→ **ОТРЫВОК ТЕКСТА**:
-------
«Я изображаю краску»

Тиберий Сильваши

Художник, опережающий свое время. Мастер, теоретик искусства, мыслитель. Тиберий Сильваши – о видении художника и его работе с реальностью, о школе и внутренней свободе, о Киеве.

Что вас меняло в самом начале пути? Что направляло и двигало потом?

– Ты всегда начинаешь в рамках определенной системы пластических норм. В каком-то объеме их дает художественная школа. Кроме того, существует багаж внешних впечатлений, из которых так или иначе складывается видение человека-художника, его ценности, его вкусы. Ты начинаешь отбирать: что-то нравится меньше, что-то больше. Так формируется круг предпочтений, который на тебя влияет.

Я учился в Республиканской художественной школе. Это легендарная школа, через нее прошло не одно поколение художников, и мы всегда с теплотой вспоминаем годы, проведенные там. Школа прививала определенные ремесленные навыки, учила видеть. Кто хотел, тот, конечно, получал неплохое базовое образование и умение.  Основанная на традиции реалистического искусства, на методике еще старой Петербургской Академии Художеств, как и позже институт, она давала навыки изображения трехмерного мира в двухмерной плоскости.  Но были еще музеи, книги, альбомы: как тот или иной художник делает голову, фигуру, нос, руку. Рисует драпировку или дерево в пейзаже. Еще больше мы учились друг у друга. Так ставится глаз художника, его умение видеть. Так формируются определенные  взаимоотношения с пространством и временем, которые и являются определяющими в мировоззрении художника. Вообще живопись – это форма взаимоотношений человека с пространством и временем. В особенности в ее классической форме – картине. На протяжении долгого времени ее пластический язык был понятен, ясен для меня (святая наивность) и не подвергался сомнению.

Я хорошо помню свой первый выход за пределы устоявшейся системы.  Как-то на каникулах, в ужгородском музее, я зашел в зал Грабаря. Мне помнится, он был как-то в стороне от основных музейных маршрутов, в закутке.  Что-то случилось в этот раз, и я потом удивлялся, как это я раньше не видел? Кажется, это был один из первых случаев, который заставил  перестраиваться мою оптику. Или я был готов к этому и нужен был только случай.  Я уже знал, в репродукциях конечно, Моне и Писсаро и других импрессионистов. Да и в зале Грабаря я был. Но тут что-то произошло во мне,  и эти работы открылись совсем по-другому.  Вот у тебя есть представление, как писать натюрморт (сколько таких натюрмортов-постановок уже написано) какой ты видишь банку на столе, драпировку, цветовые взаимоотношения этой банки, яблока, корзинки на этом столе. А оказывается, что это можно делать по-другому. Причем вдруг понимаешь – как.  Все лето я провел в работе, писал натюрморты с банкой варенья, фарфоровыми вазами, корзинками фруктов, «практикуясь» в импрессионизме. Такая была моя летняя практика.
-------
→ **ФРАГМЕНТЫ ЗАПИСЕЙ**:
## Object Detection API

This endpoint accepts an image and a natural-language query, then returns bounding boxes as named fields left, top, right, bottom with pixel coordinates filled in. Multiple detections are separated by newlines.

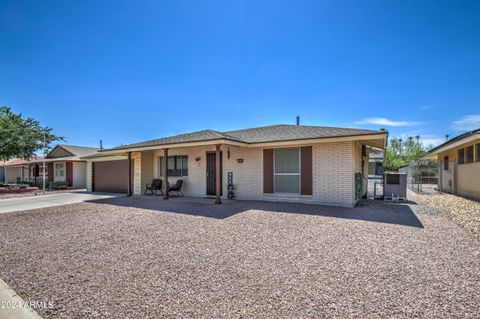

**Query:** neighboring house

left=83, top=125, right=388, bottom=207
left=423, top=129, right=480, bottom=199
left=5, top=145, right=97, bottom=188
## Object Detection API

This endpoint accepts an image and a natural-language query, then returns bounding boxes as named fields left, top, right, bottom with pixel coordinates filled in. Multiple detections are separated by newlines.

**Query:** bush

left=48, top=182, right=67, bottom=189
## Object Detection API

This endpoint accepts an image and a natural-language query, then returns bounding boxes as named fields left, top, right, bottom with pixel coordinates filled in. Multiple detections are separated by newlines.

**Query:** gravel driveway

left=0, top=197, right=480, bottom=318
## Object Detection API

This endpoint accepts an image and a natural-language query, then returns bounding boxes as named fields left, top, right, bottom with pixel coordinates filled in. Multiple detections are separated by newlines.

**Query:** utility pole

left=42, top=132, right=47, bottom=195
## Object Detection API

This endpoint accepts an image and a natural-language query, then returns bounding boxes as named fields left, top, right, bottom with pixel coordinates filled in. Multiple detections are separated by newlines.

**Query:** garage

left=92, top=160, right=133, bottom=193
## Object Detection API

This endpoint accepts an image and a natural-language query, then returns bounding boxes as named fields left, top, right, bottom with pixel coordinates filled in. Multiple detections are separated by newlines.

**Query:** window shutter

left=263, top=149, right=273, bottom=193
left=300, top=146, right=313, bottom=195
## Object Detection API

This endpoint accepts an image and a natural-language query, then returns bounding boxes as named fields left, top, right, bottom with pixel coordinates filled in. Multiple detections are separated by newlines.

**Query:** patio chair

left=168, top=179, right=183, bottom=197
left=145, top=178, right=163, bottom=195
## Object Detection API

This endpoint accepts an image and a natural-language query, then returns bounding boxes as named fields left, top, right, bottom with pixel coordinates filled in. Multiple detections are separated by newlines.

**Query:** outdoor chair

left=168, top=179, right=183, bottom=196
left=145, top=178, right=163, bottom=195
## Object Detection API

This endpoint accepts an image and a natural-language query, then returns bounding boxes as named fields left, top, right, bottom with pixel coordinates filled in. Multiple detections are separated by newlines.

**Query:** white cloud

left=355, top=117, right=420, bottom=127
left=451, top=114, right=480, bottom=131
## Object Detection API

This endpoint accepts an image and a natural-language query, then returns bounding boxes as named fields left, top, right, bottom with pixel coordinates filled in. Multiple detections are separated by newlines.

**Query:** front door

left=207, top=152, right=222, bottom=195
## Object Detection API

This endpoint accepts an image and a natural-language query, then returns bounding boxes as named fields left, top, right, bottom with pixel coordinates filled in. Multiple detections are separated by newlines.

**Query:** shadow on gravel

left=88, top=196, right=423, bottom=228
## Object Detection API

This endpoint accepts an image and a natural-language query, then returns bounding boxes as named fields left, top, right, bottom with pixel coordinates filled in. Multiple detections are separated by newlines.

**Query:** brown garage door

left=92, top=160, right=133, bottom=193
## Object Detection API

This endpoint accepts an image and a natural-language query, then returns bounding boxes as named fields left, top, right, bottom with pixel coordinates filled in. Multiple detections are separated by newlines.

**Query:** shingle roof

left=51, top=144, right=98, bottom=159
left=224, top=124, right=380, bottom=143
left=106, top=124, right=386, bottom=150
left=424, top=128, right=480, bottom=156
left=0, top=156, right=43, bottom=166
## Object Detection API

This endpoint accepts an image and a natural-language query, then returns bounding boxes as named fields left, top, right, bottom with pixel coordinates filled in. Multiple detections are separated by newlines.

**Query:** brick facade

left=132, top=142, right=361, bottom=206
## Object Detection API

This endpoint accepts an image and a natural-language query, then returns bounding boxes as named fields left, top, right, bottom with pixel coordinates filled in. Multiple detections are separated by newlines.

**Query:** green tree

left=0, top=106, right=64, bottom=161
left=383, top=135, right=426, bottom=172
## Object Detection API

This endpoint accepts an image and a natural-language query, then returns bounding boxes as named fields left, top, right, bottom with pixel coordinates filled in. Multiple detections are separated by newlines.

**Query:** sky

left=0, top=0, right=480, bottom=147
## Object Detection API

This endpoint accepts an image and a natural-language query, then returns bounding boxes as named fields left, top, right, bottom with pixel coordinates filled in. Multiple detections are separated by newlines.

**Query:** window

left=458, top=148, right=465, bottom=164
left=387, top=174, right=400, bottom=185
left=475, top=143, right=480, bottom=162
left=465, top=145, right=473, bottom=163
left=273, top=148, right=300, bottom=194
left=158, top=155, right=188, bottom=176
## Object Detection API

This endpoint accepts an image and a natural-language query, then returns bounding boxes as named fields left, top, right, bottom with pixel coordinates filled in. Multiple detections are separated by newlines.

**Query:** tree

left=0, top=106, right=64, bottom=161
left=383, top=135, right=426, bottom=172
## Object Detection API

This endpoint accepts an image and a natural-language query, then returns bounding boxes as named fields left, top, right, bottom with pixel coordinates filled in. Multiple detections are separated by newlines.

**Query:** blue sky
-------
→ **ЧТО НУЖНО СДЕЛАТЬ**:
- A) Выпишите строки записей без изменений, начиная с самого начала записей и заканчивая строкой, в которой есть "left=48, top=182, right=67, bottom=189", включая обе границы. Картинки в ответ не включайте.
- B) Напишите продолжение интервью с художником Тиберием Сильваши, начиная сразу после его последнего предложения.

→ **ОТВЕТЫ К ЗАДАНИЯМ**:
- A)
## Object Detection API

This endpoint accepts an image and a natural-language query, then returns bounding boxes as named fields left, top, right, bottom with pixel coordinates filled in. Multiple detections are separated by newlines.


**Query:** neighboring house

left=83, top=125, right=388, bottom=207
left=423, top=129, right=480, bottom=199
left=5, top=145, right=97, bottom=188
## Object Detection API

This endpoint accepts an image and a natural-language query, then returns bounding boxes as named fields left, top, right, bottom with pixel coordinates filled in. Multiple detections are separated by newlines.

**Query:** bush

left=48, top=182, right=67, bottom=189

- B)
Это был восьмой или девятый класс. За эту практику меня чуть не выгнали из школы. Разбор был серьезный. Мне начали показывать, что я «не уложил» в плоскость стола, что плохо скомпоновал, почему «не материально» взято стекло в банке с вишневым вареньем, и многое еще. Такой настоящий профессиональный разбор, вполне доброжелательный, но суровый, с указанием, что я ошибаюсь и не на то ориентируюсь – импрессионизм был под запретом. Это было тяжелое испытание.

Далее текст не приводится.